> **TEXTO APRESENTADO**:
==*==
Parabéns ao meu amigo Luís Pereira, brilhante vencedor, num tempo que, com certeza, não o deixou apreciar a paisagem. Voou literalmente. 

Parabéns à organização, que resolveu com mestria o imbróglio que é o de separar a corrida da caminhada, apesar de partilharem parte do percurso, sem que deixasse de haver muito público sempre, e sem haver, aparentemente, qualquer desagrado por parte dos atletas. Foi uma festa, e as festas, no Porto, são sempre bonitas e animadas.

Venha o próximo!

quarta-feira, outubro 02, 2013

Mudar de direcção

O meu pai foi policia 11 anos. Ainda hoje, aos 76 anos, conduz como lhe ensinaram na extinta Polícia de Viação e Trânsito. Faz pisca para sair de estacionamento, pisca para mudar de direcção, para estacionar, pisca sempre. Chega ao cúmulo de alternar os piscas enquanto faz a manobra de inversão de marcha. Exageros da boa formação. Hoje de manhã andei uns quarteirões atrás de um carro patrulha que nem um único pisca fez. 
Há pessoas que assinalam tudo, desde mudar de emprego, de passatempos, de mulher, de carro, enfim, do que quer que seja, e dizem-no ao núcleo mais próximo, sejam amigos, família ou ao merceeiro. Outros há que nos surpreendem pela mudança sem nada o prever. 
Esta sociedade que foi criada, de rotinas, de Pais, filhos, família, trabalho, amigos, tem virtudes e ainda mais defeitos. É uma sociedade rotineira, onde todos pagámos um preço pela circunstancial liberdade que todos cremos ter. Estamos agarrados à família, ao banco que antecipou o dinheiro para a casa ou para o carro, ao emprego que permite ter todos os comodismos de que não se quer prescindir, à mulher que lava a roupa, passa a ferro, faz o almoço e outras cordialidades, ao leva à escola-traz da escola-leva ao treino-deita na cama, enfim, às rotinas da sociedade urbana moderna. 
Para tudo isto vivemos em caixotes verticais que chamamos prédios, com plasmas e pc's, smartphones e tablets, por onde vemos passar sonhos que só conquistamos com uma volta pela rotina ainda naquela noite e em todos os dias que se lhe seguirão. 
Ocasionalmente somos felizes, mas no dia-a-dia somos rotineiros. Já lá vão os tempos em que tudo era novidade. 
Cada vez mais os nossos anos parecem meses, quando nos tempos em que éramos livres, os meses nos pareciam anos. Agora, em cada Segunda-Feira há um regresso à rotina. A sua ausência só é permitida para os que ainda não têm contas para pagar, filhos para tratar ou conjuge para amar. Esses mantêm a ânsia de cumprir o sonho, que se transformará naquilo que é o homem da sociedade moderna. E depois desiludem-se e vêm que, afinal, os contos de fadas são só isso, Contos de Fadas.
==*==
> **DADOS REGISTADOS**:
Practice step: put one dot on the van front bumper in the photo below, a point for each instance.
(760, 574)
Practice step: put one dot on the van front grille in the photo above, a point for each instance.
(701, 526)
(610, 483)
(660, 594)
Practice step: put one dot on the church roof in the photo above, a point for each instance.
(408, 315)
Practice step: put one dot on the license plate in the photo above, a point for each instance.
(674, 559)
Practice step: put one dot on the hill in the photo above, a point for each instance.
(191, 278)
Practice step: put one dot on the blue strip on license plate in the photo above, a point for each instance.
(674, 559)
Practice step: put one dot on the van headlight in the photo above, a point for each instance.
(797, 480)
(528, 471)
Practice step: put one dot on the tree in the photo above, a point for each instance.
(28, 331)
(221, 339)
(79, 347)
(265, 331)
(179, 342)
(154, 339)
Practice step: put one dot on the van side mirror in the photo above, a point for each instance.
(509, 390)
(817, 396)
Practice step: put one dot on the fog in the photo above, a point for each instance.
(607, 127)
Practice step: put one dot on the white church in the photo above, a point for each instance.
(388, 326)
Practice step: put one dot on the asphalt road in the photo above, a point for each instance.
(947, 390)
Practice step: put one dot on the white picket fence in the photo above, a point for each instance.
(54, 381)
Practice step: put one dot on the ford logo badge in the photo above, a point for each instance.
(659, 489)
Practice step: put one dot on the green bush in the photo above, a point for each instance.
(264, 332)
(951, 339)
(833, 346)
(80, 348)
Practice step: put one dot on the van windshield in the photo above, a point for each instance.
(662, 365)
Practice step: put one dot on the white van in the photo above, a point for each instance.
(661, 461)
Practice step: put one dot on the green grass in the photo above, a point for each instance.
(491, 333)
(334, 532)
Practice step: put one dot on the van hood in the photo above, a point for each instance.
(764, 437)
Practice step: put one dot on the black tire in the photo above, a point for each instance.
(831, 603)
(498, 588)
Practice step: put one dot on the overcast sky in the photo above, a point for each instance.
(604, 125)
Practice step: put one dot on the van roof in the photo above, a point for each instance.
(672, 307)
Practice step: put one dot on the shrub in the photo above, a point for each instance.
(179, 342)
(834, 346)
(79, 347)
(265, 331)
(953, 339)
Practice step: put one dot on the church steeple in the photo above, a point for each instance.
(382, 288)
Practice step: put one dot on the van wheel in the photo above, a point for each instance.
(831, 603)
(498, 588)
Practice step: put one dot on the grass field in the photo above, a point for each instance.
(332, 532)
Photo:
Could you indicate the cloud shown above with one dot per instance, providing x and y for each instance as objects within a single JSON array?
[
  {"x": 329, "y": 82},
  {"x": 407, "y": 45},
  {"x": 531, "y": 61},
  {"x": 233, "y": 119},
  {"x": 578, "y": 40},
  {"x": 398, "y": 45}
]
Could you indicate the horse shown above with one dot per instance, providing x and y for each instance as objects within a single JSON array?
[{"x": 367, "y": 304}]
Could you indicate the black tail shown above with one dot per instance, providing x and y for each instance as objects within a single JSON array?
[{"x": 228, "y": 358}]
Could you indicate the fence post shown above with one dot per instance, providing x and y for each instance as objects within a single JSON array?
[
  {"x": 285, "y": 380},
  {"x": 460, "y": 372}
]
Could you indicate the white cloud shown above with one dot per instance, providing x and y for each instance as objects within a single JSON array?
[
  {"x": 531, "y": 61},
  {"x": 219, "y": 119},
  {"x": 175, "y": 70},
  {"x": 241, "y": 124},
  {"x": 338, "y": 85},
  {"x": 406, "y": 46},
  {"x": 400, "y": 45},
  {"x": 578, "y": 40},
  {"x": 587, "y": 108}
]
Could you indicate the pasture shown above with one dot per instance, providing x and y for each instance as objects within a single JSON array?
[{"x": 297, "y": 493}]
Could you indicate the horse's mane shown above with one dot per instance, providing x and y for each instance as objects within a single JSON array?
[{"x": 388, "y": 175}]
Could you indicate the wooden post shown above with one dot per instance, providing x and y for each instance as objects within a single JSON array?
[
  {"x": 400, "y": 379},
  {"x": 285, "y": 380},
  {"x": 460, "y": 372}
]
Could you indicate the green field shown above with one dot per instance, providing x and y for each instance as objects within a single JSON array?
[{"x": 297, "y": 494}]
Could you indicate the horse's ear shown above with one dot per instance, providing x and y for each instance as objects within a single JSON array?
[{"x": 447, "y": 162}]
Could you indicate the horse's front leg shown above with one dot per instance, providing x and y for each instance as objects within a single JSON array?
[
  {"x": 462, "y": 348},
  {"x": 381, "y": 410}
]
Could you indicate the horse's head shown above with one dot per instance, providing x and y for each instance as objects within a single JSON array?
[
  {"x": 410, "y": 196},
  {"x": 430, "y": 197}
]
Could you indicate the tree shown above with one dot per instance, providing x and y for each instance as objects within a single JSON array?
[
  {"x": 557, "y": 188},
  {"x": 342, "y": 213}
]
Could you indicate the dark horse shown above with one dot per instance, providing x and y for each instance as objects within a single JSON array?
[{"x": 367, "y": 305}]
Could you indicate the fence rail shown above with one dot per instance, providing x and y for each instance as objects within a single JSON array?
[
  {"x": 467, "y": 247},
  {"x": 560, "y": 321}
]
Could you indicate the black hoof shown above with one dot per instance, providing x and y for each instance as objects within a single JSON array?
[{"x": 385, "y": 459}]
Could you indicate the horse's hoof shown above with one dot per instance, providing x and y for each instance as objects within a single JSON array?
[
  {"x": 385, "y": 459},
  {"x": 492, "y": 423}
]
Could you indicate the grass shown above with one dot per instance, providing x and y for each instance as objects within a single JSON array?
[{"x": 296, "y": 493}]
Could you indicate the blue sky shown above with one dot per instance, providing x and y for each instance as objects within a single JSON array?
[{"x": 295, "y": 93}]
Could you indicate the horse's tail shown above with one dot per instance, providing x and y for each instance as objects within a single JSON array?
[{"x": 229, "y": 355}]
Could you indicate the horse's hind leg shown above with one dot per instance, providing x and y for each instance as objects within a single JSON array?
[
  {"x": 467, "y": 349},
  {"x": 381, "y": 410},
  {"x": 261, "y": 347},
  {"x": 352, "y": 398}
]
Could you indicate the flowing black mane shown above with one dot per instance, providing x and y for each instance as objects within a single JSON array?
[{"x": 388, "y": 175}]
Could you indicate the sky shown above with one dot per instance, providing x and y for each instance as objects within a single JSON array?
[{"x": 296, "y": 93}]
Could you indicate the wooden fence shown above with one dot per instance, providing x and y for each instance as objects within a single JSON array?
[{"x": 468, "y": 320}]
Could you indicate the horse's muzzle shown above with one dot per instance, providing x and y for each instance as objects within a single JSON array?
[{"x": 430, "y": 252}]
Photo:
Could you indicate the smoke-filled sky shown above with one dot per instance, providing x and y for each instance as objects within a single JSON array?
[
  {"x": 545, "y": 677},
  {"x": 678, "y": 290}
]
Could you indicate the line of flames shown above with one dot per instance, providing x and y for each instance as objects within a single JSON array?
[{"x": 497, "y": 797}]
==*==
> **O QUE FAZER**:
1/ Enumere todos os aparelhos que o texto sobre a rotina menciona existirem nos "caixotes verticais que chamamos prédios".
2/ Escreva a continuação do texto sobre a rotina a partir da última frase.

> **RESPOSTAS DO EXERCÍCIO**:
1/ plasmas, pc's, smartphones, tablets

2/
Na vida como em tudo, o entusiasmo é apenas no início, quando tudo é novidade, quando queremos sentir mais e mais sensações, experiências, vivências, coisas novas! E fazemos sempre os mesmos gestos à espera de resultados diferentes... É a segurança da rotina. 
Na corrida, ao contrário do resto, tudo se sente mais intensamente. Buscamos ali o sorriso fácil, a dor que não esperávamos, ou a sua ausência quando a tínhamos como certa, a sã convivência com quem queremos conviver, o simples prazer de lutar contra muros e intempéries que nas rotinas não somos capazes de enfrentar. Na corrida somos de novo livres, e por isso corremos. Uns e outros, aqui e ali, de madrugada, sozinhos ou em grupo, às vezes em silêncio outras a conversar. Corremos apenas porque sim.
Eu não faço "Planos de treinos". Tenho para mim que fazê-lo é comprometer aquilo que a corrida trouxe de diferente para a minha vida: A liberdade de poder escolher o "Quando, onde, como e com quem", sem fazer fretes, numa espécie de relação aberta. Como no sexo com uma amizade "colorida", (o inesperado sabe sempre melhor, daí ter sempre sapatilhas no carro) se nos encontrarmos e nos apetecer, tudo bem. Até pode ser com um desconhecido ou com quem já nos havíamos cruzado, isto sim é a pureza das coisas que nos dão mais prazer e que mais significado têm, pela ausência de rotina. Por isso gostamos tanto das férias, ou de surpresas. Isso sim é viver, o resto é rotina para mantermos o "status quo". 
Apetece-me mudar de direcção e vou fazê-lo, mas sem "dar pisca". Não que os "condutores" que vêm atrás não mereçam consideração, apenas e só porque não quero rotinar a minha vida. Acontece o que tiver de acontecer, sem "Planos". "Dar pisca" e depois não "virar" é bem pior que não assinalar, porque as desilusões nascem da expectativa.